------ RECORDS FOR THE EXERCISE

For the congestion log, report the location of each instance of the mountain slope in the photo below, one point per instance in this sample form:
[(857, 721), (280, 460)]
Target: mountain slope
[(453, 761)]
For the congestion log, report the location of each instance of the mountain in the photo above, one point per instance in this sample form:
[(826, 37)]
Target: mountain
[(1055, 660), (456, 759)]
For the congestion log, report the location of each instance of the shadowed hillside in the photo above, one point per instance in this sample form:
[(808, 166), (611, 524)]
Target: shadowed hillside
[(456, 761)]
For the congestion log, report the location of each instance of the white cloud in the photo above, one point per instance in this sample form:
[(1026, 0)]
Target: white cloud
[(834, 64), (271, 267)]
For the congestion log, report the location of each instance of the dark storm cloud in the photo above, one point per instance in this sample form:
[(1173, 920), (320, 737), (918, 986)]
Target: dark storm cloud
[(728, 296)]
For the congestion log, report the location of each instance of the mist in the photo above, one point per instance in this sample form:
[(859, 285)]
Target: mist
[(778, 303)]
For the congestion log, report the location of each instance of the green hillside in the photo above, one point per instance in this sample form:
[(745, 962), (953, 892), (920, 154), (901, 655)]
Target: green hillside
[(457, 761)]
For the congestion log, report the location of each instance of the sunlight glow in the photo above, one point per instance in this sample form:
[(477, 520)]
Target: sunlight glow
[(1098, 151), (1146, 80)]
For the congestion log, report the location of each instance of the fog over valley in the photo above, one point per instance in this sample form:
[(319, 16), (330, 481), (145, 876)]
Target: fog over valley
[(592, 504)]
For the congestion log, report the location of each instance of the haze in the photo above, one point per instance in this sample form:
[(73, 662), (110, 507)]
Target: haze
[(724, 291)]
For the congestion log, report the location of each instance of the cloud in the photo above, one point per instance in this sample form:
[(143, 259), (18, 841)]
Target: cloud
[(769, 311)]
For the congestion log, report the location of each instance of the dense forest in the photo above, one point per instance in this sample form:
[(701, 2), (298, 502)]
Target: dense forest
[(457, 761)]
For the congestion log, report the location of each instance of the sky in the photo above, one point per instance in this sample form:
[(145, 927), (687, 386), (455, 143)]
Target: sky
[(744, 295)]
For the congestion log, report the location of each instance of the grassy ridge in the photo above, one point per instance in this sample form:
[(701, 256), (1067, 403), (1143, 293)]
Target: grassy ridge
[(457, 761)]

------------

WHAT IS REQUIRED:
The whole listing above is to be restated word for word.

OUTPUT OF THE TASK:
For the congestion log, report the location of each instance of the mountain slope in the photo below, one point per instance in this sample form:
[(857, 721), (280, 460)]
Target: mountain slope
[(453, 761)]
For the congestion log, report the location of each instance of the mountain in the photo above, one point per instance in this sample form:
[(826, 37)]
Target: mountain
[(1055, 660), (456, 759)]
For the congestion log, report the location of each instance of the shadowed hillside in the photo above, one point per instance in this sample form:
[(808, 166), (611, 524)]
Target: shadowed hillside
[(456, 761)]
For the congestion log, report the location of each instance of the white cloud in the photo above, one point per instance in this sample form:
[(1026, 0)]
Target: white cloud
[(834, 64), (271, 267)]
For the congestion log, report the location of each instance of the dark storm cloud in the photo above, one point per instance in this sample form:
[(1173, 920), (320, 737), (918, 986)]
Target: dark storm cloud
[(728, 296)]
For the congestion log, report the location of each instance of the mist in the photo above, one point per instance in this sample form:
[(859, 285)]
Target: mist
[(778, 303)]
For the congestion log, report the location of each instance of the green hillside in the photo above, one point per instance in this sample form:
[(745, 962), (953, 892), (920, 154), (901, 655)]
Target: green hillside
[(457, 761)]
For the congestion log, report the location of each instance of the sunlight glow in the photo above, one point per instance in this sample form:
[(477, 520)]
Target: sunlight glow
[(1098, 151), (1146, 80)]
For the congestion log, report the location of each instance of the fog over valley in the photo above, one point per instance in this sample form:
[(319, 16), (330, 481), (145, 876)]
Target: fog over valley
[(592, 504)]
For the congestion log, report the location of each instance of the haze in the photo above, one point per instance in this sample form:
[(73, 662), (110, 507)]
Target: haze
[(724, 291)]
For the congestion log, report the location of each instance of the cloud in the photo above, one point per instance in this sample form:
[(143, 259), (18, 841)]
Target: cloud
[(769, 311)]
For the congestion log, report the location of each instance of the dense forest in the photo above, one point per instance in this sample form:
[(701, 2), (298, 502)]
Target: dense forest
[(457, 761)]
For the congestion log, report the location of each instance of the sky in the photo above, one point per instance in this sample form:
[(145, 927), (687, 386), (455, 143)]
Target: sky
[(744, 295)]
For the congestion log, report the location of each instance of the grassy ridge in the photo above, one point per instance in this sample form:
[(701, 256), (1067, 403), (1143, 293)]
Target: grassy ridge
[(457, 761)]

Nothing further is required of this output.